Goal
Pull every line of the data below and copy it out character for character, with nothing changed, added, or left out.

Task input

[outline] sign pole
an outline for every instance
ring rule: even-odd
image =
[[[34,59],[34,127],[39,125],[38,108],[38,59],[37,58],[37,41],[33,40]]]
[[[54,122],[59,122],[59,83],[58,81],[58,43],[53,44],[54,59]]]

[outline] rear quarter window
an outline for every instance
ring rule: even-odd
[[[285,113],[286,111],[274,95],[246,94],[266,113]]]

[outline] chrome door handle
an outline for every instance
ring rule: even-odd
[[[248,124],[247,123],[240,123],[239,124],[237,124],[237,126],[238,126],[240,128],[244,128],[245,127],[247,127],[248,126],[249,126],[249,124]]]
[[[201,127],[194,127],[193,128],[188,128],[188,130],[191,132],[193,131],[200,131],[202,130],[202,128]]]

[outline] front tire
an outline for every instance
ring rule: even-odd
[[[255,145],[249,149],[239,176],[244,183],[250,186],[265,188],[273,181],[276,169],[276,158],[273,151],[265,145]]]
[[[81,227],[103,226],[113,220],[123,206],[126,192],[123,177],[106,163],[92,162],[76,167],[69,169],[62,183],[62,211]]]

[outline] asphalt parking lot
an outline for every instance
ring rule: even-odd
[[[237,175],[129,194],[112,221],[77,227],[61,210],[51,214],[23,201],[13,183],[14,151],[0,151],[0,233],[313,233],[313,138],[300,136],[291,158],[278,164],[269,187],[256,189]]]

Response to the task
[outline] sign pole
an outline for every instance
ring rule: even-odd
image =
[[[34,59],[34,127],[39,125],[38,108],[38,59],[37,58],[37,41],[33,40]]]
[[[54,122],[59,122],[59,83],[58,81],[58,43],[53,44],[54,59]]]

[outline] rear quarter window
an outline for every instance
ring rule: even-odd
[[[285,113],[286,111],[274,95],[246,94],[266,113]]]

[outline] chrome door handle
an outline for every instance
ring rule: even-odd
[[[248,124],[247,123],[240,123],[239,124],[237,124],[237,126],[238,126],[240,128],[244,128],[245,127],[247,127],[248,126],[249,126],[249,124]]]
[[[201,127],[194,127],[193,128],[188,128],[188,130],[191,132],[193,131],[200,131],[202,130],[202,128]]]

[outline] front tire
an outline for every instance
ring rule: even-odd
[[[255,145],[249,149],[239,176],[244,183],[250,186],[265,188],[273,181],[276,169],[276,158],[273,151],[265,145]]]
[[[81,227],[103,226],[113,220],[123,206],[126,192],[123,177],[106,163],[92,162],[76,167],[69,169],[62,183],[62,211]]]

[outline] asphalt parking lot
an outline for every instance
ring rule: even-odd
[[[237,175],[129,194],[112,221],[77,227],[61,210],[51,214],[23,201],[13,183],[14,151],[0,151],[0,233],[313,233],[313,138],[300,136],[291,158],[278,164],[269,187],[256,189]]]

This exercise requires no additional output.